***** Text section
Abraham, Martin and John

From Infogalactic: the planetary knowledge core
Jump to: navigation, search
"Abraham, Martin and John"
Single by Dion
from the album Dion
B-side "Daddy Rollin' (In Your Arms)"
Released August 1968
Format 7-inch
Recorded Allegro Sound Studios; Engineer Bruce Staple
Genre Folk rock
Length 3:15
Label Laurie Records
Writer(s) Dick Holler
Producer(s) Phil Gernhard

"Abraham, Martin and John" is a 1968 song written by Dick Holler and first recorded by Dion. It is a tribute to the memory of four assassinated Americans, all icons of social change, Abraham Lincoln, Martin Luther King, Jr., John F. Kennedy and Robert F. Kennedy. It was written in response to the assassination of King and that of Robert Kennedy in April and June 1968, respectively.


Each of the first three verses features one of the men named in the song's title, for example:

Anybody here, seen my old friend Abraham -
Can you tell me where he's gone?
He freed a lot of people, but it seems the good die young
But I just looked around and he's gone.

After a bridge, the fourth and final verse mentions Robert "Bobby" Kennedy, and ends with a description of him walking over a hill with the other three men.
**********
# Do this:
For each statement below, say yes or no to whether it agrees with the text on "Abraham, Martin and John," and quote the words of the text that decide it.
(a) Dion was the first to record the song.
(b) The song was written in response to the assassination of John F. Kennedy.
(c) The single was issued on Laurie Records.
***** Extracted information
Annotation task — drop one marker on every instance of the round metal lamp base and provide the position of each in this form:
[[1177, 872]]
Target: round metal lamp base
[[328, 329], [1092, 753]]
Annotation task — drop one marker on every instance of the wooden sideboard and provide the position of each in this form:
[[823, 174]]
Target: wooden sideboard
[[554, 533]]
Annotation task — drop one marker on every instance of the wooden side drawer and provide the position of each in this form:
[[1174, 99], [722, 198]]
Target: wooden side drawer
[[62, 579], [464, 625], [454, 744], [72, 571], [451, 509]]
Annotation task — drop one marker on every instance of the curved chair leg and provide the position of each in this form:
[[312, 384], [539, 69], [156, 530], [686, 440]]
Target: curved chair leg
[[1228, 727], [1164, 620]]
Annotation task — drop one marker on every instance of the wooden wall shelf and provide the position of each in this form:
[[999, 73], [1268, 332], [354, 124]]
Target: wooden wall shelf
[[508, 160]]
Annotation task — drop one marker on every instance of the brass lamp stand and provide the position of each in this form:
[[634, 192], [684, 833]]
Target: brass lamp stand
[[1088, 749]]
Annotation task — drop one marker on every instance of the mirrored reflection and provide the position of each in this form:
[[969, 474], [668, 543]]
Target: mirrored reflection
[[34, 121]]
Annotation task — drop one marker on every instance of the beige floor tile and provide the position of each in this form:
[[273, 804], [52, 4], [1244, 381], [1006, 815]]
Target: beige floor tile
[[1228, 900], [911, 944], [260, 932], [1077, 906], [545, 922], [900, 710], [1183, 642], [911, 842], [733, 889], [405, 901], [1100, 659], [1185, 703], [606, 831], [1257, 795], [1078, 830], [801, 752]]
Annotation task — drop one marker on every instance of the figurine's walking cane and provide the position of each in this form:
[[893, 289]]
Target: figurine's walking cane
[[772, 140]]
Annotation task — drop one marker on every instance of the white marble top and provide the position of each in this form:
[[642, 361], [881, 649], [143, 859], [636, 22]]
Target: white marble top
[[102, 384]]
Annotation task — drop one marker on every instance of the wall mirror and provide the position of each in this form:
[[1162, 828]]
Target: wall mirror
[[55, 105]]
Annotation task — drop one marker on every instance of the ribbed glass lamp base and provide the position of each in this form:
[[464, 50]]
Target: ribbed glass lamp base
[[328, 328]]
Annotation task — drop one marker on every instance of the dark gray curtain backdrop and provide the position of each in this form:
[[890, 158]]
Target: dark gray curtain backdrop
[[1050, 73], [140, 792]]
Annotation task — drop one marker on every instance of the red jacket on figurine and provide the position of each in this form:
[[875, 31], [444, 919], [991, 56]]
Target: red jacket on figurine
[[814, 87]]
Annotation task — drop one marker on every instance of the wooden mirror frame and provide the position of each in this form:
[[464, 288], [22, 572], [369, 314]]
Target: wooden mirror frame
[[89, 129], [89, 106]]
**********
# Answer to the task:
(a) Yes: "first recorded by Dion."
(b) No: "It was written in response to the assassination of King and that of Robert Kennedy in April and June 1968, respectively."
(c) Yes: "Label Laurie Records."